EXERCISE DESCRIPTION
Extract each line of the listing below and reproduce it word for word, without changing any text or number.

(Dataset rows showing where objects appear)
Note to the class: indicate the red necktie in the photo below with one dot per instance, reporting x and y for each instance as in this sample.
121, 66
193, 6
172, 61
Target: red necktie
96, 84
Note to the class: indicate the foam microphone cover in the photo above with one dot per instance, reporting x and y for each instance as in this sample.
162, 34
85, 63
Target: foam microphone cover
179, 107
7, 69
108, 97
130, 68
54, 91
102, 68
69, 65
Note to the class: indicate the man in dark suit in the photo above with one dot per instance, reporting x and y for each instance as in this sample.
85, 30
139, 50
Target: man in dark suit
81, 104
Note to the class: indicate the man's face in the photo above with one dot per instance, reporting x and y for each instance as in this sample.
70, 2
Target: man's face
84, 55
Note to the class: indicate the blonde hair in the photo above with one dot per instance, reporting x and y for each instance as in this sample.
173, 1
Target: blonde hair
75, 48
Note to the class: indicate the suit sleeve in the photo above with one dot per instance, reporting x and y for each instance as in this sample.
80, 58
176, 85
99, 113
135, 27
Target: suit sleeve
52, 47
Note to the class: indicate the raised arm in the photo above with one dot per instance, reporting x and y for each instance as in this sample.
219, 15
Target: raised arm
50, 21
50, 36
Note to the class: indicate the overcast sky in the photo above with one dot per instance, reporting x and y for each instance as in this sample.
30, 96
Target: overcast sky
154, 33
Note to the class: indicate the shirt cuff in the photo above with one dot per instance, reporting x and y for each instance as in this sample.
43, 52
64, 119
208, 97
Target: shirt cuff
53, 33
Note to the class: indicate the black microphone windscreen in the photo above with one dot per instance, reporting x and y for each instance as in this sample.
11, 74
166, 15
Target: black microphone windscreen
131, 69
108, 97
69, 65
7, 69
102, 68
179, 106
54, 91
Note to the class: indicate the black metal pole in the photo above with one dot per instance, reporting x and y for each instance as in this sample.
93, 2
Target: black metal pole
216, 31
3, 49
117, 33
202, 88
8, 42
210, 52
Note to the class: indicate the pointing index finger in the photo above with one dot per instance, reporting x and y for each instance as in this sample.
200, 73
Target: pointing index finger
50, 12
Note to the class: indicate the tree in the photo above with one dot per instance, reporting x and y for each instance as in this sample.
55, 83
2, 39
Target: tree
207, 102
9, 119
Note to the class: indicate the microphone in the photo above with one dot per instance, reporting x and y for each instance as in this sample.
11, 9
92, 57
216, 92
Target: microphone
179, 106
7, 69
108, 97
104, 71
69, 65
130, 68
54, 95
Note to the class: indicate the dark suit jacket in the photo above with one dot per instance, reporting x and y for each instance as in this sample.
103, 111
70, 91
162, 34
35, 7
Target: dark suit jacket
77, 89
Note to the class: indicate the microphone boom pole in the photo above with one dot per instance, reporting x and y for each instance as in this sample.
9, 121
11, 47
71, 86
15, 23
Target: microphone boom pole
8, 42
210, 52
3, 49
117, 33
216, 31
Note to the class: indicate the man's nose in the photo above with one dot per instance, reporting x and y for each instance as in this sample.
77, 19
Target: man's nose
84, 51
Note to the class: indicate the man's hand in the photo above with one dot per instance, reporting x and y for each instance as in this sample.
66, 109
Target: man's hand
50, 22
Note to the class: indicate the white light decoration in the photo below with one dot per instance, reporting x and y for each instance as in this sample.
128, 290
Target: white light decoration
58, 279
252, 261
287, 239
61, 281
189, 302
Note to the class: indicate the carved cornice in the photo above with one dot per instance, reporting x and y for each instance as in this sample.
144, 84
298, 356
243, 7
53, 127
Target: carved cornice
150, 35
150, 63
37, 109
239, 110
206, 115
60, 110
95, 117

COMPLETED EXERCISE
Note to the class: indicate the red necktie in the photo below with one dot per instance, reporting x and y for each instance as in this sample.
121, 66
193, 6
172, 61
Target: red necktie
96, 84
Note to the class: indicate the foam microphone cover in the photo above with one dot per instance, reporting x and y for each instance as in this sample.
162, 34
85, 63
Target: foam microphone cover
179, 107
7, 69
108, 97
130, 68
54, 91
102, 68
69, 65
Note to the class: indicate the man in dark suit in the photo above with one dot per instance, reporting x and y for each instance as in this sample.
85, 30
139, 50
Target: man in dark suit
81, 104
Note to the class: indicate the man's face in the photo above with one dot per instance, reporting x and y for each instance as in this sample.
70, 2
Target: man's face
84, 55
Note to the class: indicate the blonde hair in the photo above with one dot per instance, reporting x and y for each instance as in this sample.
173, 1
Target: blonde hair
75, 48
Note to the class: indicate the suit sleeve in the photo above with one dot per instance, reporting x and y for each instance as in this sample.
80, 58
176, 85
99, 113
135, 27
Target: suit sleeve
52, 47
Note to the class: indicate the raised arm in the photo above with one dot per instance, reporting x and y for each instance as in this sample.
219, 15
Target: raised arm
50, 21
50, 36
Note to the class: indicate the overcast sky in the photo above with one dot per instance, reporting x and y for each instance as in this sample.
30, 96
Target: overcast sky
154, 33
Note to the class: indicate the shirt cuff in the photo above with one dot per instance, reporting x and y for each instance as in this sample.
43, 52
64, 119
208, 97
Target: shirt cuff
53, 33
Note to the class: indicate the black microphone windscreen in the photo above with one dot per instance, reporting x and y for each instance as in this sample.
11, 74
166, 15
Target: black microphone windscreen
131, 69
108, 97
69, 65
7, 69
102, 68
179, 106
54, 91
Note to the class: indicate the black metal pole in the photo above with one dot per instance, reporting x and y for each instance as in this sample.
93, 2
Target: black metal pole
216, 31
3, 49
117, 33
202, 88
8, 42
210, 52
Note to the class: indicate the pointing index finger in the photo above with one dot per instance, reporting x and y for each instance as in this sample.
200, 73
Target: pointing index finger
50, 12
Note to the class: indicate the tree in the photo above with one dot per instance, reporting x and y for each instance as in this sample.
55, 83
2, 39
Target: tree
207, 102
9, 119
Note to the class: indicate the microphone in the photo above with one dot per instance, reporting x and y for each instance as in this sample.
11, 9
92, 57
216, 92
Target: microphone
179, 106
7, 69
108, 97
104, 71
69, 65
130, 68
54, 95
Note to the class: indicate the dark suit jacket in the photo above with one dot per instance, reporting x and y for each instance as in this sample.
103, 111
70, 91
162, 34
35, 7
Target: dark suit jacket
77, 89
Note to the class: indicate the microphone boom pole in the photo above with one dot per instance, reporting x and y for each instance as in this sample.
9, 121
11, 47
71, 86
15, 23
Target: microphone boom pole
8, 42
210, 52
3, 49
117, 33
216, 31
Note to the class: indicate the man's nose in the photo above with one dot per instance, reporting x and y for each instance as in this sample.
77, 19
Target: man's nose
84, 51
Note to the class: indicate the man's hand in the photo above with one dot per instance, reporting x and y for each instance as in this sample.
66, 109
Target: man's hand
50, 22
Note to the class: indicate the white light decoration in the photo below with one dot per instance, reporting x and y for each instance as in this sample.
128, 290
Target: white light decoration
58, 279
252, 261
287, 239
61, 281
189, 302
Note to the class: indicate the carved cornice in the photo above with one dot per instance, reporting x and y for each instance as in this sample.
144, 84
298, 356
243, 7
53, 127
Target: carved cornice
150, 35
150, 63
37, 109
239, 110
206, 115
60, 110
95, 117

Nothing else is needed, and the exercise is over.